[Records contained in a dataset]

▼

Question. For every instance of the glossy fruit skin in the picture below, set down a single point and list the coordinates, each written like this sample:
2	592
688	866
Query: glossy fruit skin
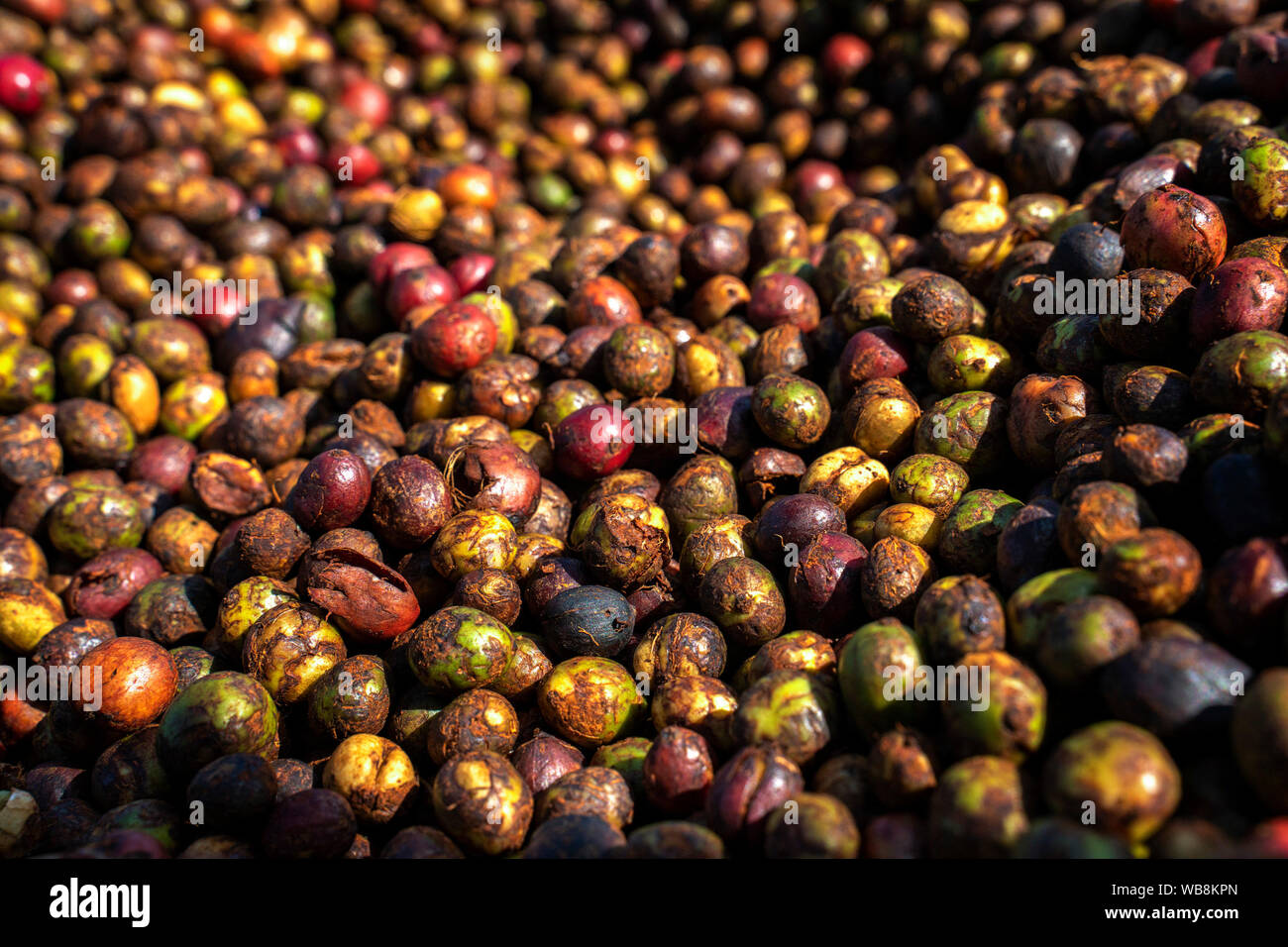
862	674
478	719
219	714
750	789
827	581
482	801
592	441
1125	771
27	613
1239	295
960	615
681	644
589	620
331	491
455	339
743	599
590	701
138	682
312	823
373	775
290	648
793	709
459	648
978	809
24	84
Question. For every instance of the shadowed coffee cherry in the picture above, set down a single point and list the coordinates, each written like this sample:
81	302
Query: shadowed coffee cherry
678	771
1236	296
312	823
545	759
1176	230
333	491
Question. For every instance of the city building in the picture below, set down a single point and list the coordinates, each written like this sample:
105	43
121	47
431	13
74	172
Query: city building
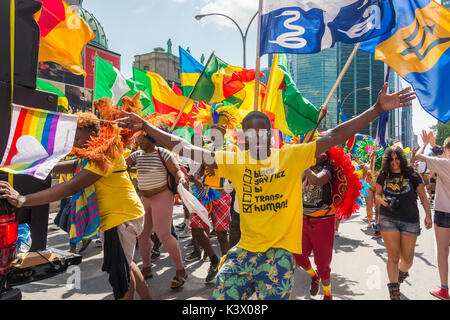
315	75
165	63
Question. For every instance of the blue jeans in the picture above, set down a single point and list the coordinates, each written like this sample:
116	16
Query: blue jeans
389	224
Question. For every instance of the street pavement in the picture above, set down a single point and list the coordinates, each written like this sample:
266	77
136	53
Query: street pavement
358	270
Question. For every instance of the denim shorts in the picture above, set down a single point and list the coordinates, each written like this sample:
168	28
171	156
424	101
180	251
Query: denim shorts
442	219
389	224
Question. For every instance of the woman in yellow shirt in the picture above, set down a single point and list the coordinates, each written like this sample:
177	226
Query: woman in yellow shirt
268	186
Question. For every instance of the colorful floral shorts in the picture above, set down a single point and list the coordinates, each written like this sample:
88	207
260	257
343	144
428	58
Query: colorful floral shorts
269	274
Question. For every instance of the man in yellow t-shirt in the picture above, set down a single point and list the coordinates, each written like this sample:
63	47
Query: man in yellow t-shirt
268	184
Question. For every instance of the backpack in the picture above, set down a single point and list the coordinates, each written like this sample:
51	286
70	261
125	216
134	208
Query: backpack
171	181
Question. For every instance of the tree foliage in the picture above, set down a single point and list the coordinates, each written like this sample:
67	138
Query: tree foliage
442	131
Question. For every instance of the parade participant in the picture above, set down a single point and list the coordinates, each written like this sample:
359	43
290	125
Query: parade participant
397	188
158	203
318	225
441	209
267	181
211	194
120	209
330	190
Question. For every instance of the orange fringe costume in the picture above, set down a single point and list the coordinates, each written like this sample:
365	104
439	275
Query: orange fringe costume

▲

Task to carry out:
Output the whole of the data, unchanged; keep the pictures out.

Worked solution:
Question. For every instance of the glossy fruit skin in the picture below, set down a single point and list the coordinates, each written like this sample:
2	592
688	866
Query: glossy fruit skin
862	674
478	719
219	714
750	789
827	581
482	801
592	441
1125	771
27	613
1239	295
960	615
681	644
589	620
331	491
455	339
743	599
590	701
138	682
312	823
373	775
290	648
793	709
459	648
978	809
24	84
Question. For every instance of the shadowed coffee cherry in the picture above, set down a single point and list the coordinates, each written like this sample:
81	302
Query: shadowed coffee cherry
678	771
1236	296
312	823
545	759
1176	230
333	491
Question. For every instance of the city building in the picture below, set down a single point and list the coordinates, each written like this sample:
105	43
121	47
431	13
74	172
Query: city building
315	75
165	63
Question. For every instance of the blue jeans in the picture above, set down a single point and list the coordinates, each written like this sample:
116	16
Query: blue jeans
389	224
Question. For every instance of the street pavement in the picture above, set down a single point and list the coordinates, each written like this sample:
266	77
136	53
Query: street pavement
358	270
Question. For every instance of the denim shorts in the picture above, set down a single point and list the coordinates, each written like this sample:
168	28
171	156
424	101
180	251
Query: denim shorts
442	219
389	224
Question. For every instance of the woman in yellow shirt in the picture above, set down a single point and list the coordinates, each written like this sample:
177	226
Query: woman in yellow shirt
268	186
Question. For every instance of the colorful floral shorts in the picture above, set down a single point and list the coordinates, each written like this sample:
88	207
260	257
343	144
428	58
Query: colorful floral shorts
269	274
Question. For every instance of the man in yellow t-shirt in the picture above, set down a single point and list the coordinates, each written like this sample:
63	47
Query: man in yellow t-shirt
268	184
Question. For every instance of the backpack in the picture above, set down a single point and list the coordinates, each written like this sample:
51	286
70	261
125	216
134	208
Query: backpack
171	181
Question. For every instance of the tree foliage in the picture above, set down a single point and list the coordinates, each written like this sample:
67	138
Query: tree foliage
442	131
Question. For every instance of the parade participant in the picture above, set down a single point and list the coordinates, each written like this sample:
359	43
290	125
Query: parade participant
397	188
158	203
318	225
441	209
267	181
211	194
120	209
330	190
Question. For every instance of the orange fringe costume in the picture above, set down a single point and list the coordinates, each written like this sample:
365	104
439	275
Query: orange fringe costume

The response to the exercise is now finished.